Please return the data word for word and leave out any picture it contains.

#####

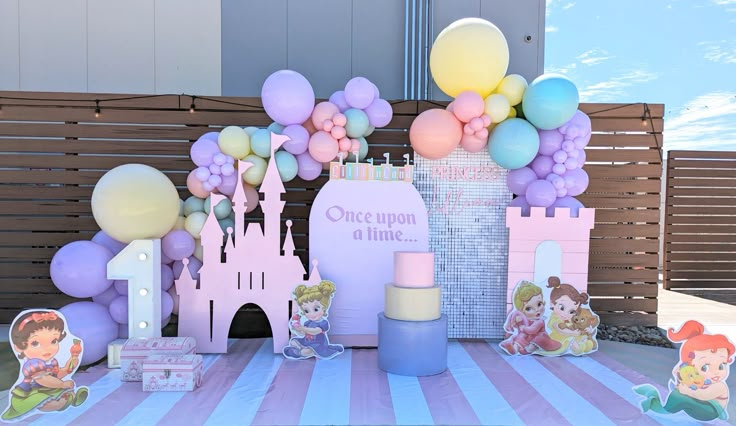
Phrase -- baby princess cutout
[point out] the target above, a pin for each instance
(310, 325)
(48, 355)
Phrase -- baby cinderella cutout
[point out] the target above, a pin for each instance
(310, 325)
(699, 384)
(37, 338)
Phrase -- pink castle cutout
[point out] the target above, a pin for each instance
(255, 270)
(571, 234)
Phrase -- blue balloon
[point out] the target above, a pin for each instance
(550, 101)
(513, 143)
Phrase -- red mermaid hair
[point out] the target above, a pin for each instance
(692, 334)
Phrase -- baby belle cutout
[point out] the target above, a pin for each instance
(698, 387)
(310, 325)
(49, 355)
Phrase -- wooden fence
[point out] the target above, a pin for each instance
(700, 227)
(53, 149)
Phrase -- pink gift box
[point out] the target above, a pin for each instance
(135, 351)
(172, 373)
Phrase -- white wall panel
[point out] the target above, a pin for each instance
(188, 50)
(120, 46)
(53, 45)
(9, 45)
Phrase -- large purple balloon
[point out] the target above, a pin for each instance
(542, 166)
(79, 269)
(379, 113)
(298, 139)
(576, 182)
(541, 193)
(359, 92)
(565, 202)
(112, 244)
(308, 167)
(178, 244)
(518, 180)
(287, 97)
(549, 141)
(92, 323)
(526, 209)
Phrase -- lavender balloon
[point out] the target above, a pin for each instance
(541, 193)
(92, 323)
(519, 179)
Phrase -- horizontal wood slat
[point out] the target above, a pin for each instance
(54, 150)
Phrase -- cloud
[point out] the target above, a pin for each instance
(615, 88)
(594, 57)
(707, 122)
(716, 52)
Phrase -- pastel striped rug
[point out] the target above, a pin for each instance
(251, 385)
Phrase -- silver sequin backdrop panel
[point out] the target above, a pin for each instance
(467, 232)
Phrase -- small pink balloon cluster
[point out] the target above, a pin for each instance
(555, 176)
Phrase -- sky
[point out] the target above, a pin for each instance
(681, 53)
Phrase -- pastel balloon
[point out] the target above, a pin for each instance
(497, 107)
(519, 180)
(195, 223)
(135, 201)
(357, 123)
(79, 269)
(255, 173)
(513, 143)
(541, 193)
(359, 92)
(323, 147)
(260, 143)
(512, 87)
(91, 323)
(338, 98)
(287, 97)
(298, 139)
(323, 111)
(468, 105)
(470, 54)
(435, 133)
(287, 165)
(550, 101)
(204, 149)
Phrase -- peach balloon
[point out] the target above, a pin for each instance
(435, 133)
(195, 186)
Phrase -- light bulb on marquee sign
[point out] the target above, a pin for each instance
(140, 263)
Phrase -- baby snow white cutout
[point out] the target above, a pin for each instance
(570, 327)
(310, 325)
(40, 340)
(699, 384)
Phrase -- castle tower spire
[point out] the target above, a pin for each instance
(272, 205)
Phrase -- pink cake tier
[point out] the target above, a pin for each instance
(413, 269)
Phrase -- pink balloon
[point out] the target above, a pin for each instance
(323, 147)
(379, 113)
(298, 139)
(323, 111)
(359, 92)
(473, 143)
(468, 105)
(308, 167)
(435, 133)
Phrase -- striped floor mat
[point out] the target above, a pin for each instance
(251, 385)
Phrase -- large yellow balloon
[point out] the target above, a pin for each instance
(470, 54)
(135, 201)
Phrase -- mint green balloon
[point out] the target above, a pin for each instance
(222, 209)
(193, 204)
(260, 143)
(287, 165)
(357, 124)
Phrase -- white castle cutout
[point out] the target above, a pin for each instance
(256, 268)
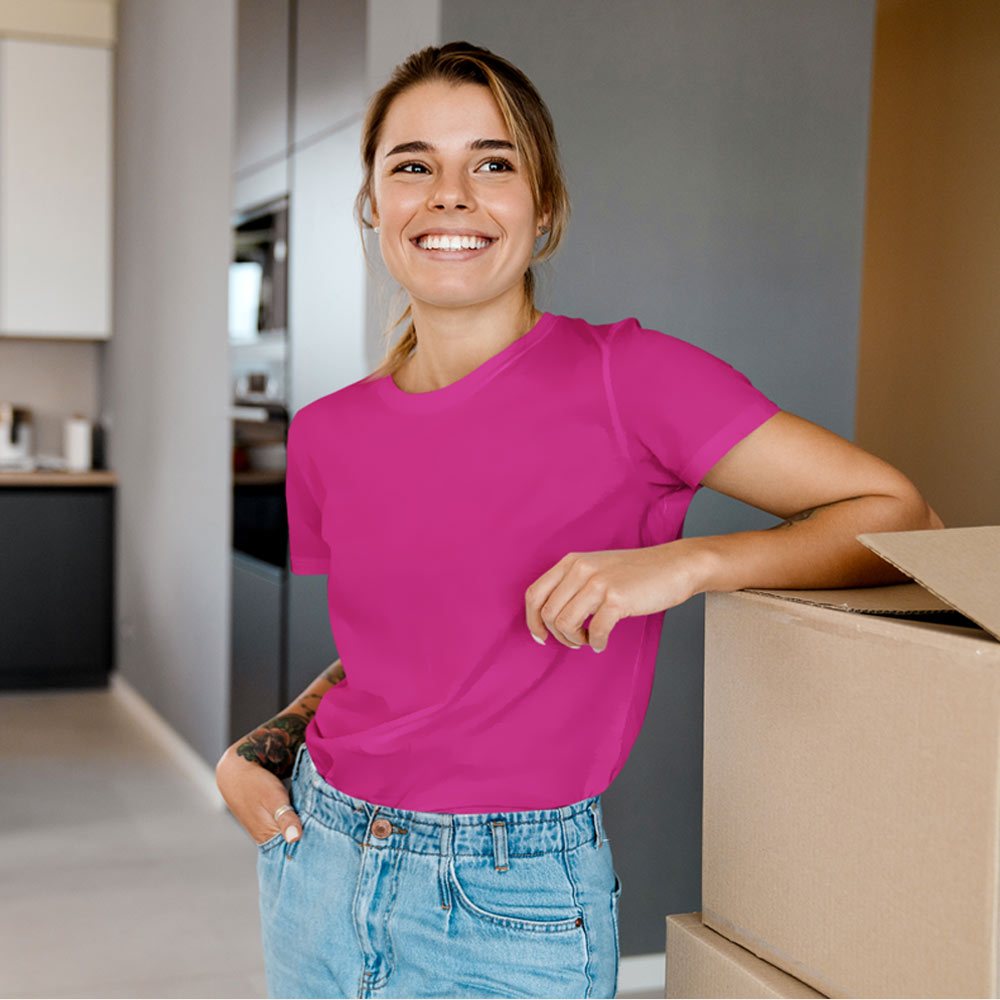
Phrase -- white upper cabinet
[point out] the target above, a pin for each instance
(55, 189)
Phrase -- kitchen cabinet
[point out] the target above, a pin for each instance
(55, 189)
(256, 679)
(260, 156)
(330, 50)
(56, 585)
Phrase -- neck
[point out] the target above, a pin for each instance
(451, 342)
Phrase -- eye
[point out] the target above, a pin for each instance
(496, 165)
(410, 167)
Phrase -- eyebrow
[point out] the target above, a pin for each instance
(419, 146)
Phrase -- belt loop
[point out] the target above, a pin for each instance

#####

■ ANSWER AREA ■
Phrase -- baby princess cutout
[point out] the target above, a pin for each instance
(310, 325)
(48, 355)
Phrase -- baby cinderella cutout
[point out] the target above, a pin for each instance
(310, 325)
(699, 384)
(37, 338)
Phrase -- pink castle cutout
[point out] the target above, a pin for each instance
(255, 270)
(571, 234)
Phrase -- blue balloon
[point out] the target above, a pin for each instance
(550, 101)
(513, 143)
Phrase -- red mermaid hair
[point out] the target above, a pin for each instance
(692, 334)
Phrase -- baby belle cutout
[point out] the target above, a pin for each instance
(698, 387)
(310, 325)
(49, 355)
Phrase -- wooden fence
[point out] the target above, a pin for each instance
(700, 227)
(53, 149)
Phrase -- pink gift box
[point out] the target above, a pin for each instance
(135, 351)
(172, 373)
Phrase -- white wall panel
[point out] the target above, a pin for each instance
(188, 50)
(120, 46)
(53, 45)
(9, 45)
Phrase -- large purple balloon
[point out] the target above, a pin for each instance
(542, 166)
(79, 269)
(379, 113)
(298, 139)
(576, 182)
(541, 193)
(359, 92)
(565, 202)
(112, 244)
(308, 167)
(178, 244)
(518, 180)
(287, 97)
(549, 141)
(92, 323)
(526, 209)
Phrase -- lavender balloon
[point out] the target above, a pin for each instance
(541, 193)
(92, 323)
(519, 179)
Phrase -- horizontal wood slat
[point out] the target above, a pin for each instance
(54, 150)
Phrase -- cloud
[point out] the target above, a pin for each instance
(615, 88)
(594, 57)
(707, 122)
(716, 52)
Phrase -- pastel striped rug
[point out] the target above, a pin for each instance
(251, 385)
Phrase -- silver sequin backdrop panel
[point out] the target above, a pin for each instance
(467, 232)
Phrase -- small pink balloon cluster
[point out] the target above, a pin for each instance
(555, 176)
Phrase -- sky
[point out] the target above, a pin for each instance
(681, 53)
Phrase -- pastel balloon
[point out] the target above, a pin for each instance
(497, 107)
(519, 180)
(195, 223)
(135, 201)
(357, 123)
(79, 269)
(255, 173)
(513, 143)
(541, 193)
(359, 92)
(323, 147)
(260, 143)
(512, 87)
(91, 323)
(338, 98)
(287, 97)
(298, 139)
(323, 111)
(468, 105)
(470, 54)
(435, 133)
(287, 165)
(550, 101)
(204, 149)
Phrase -- peach balloon
[point out] the target above, a pin for each instance
(435, 133)
(195, 186)
Phrase -- light bulb on marquee sign
[point out] the target above, a pin for each instance
(140, 263)
Phrase -- baby snow white cutout
[point out] the target above, a pin for each instance
(570, 327)
(310, 325)
(40, 340)
(699, 384)
Phrase -- castle tower spire
[point out] the target above, a pin for each instance
(272, 205)
Phrase -- pink cake tier
[point out] the target above, a pin for each instance
(413, 269)
Phrase -- pink balloon
[point out] the target above, a pin for each instance
(323, 147)
(379, 113)
(298, 139)
(323, 111)
(359, 92)
(473, 143)
(468, 105)
(308, 167)
(435, 133)
Phrase -- striped floor mat
[point out] the target above, a pin for each instance
(251, 385)
Phrase -- large yellow balloon
[point out] the target above, a pin for each instance
(470, 54)
(135, 201)
Phrase -- mint green balloon
[point out] the target above, a pin for each instance
(222, 209)
(193, 204)
(260, 143)
(287, 165)
(357, 124)
Phrase -- white castle cutout
[point out] the target above, a pin for each instance
(256, 268)
Phrase -- white upper cabinet
[point out] the target above, a pin for each instance
(55, 189)
Phrase -- kitchen cabinet
[point out] the target above, a pin for each instance
(55, 189)
(256, 679)
(260, 156)
(330, 50)
(56, 585)
Phrase -- neck
[point out] the target above, a pin for each instance
(451, 342)
Phrase -- eye
[point out] the target above, a pin for each instance
(496, 165)
(410, 167)
Phrase -- eyebrow
[point out] the target above, a pin for each instance
(419, 146)
Phrase -- belt loop
[point out] the target above, a pin for each instance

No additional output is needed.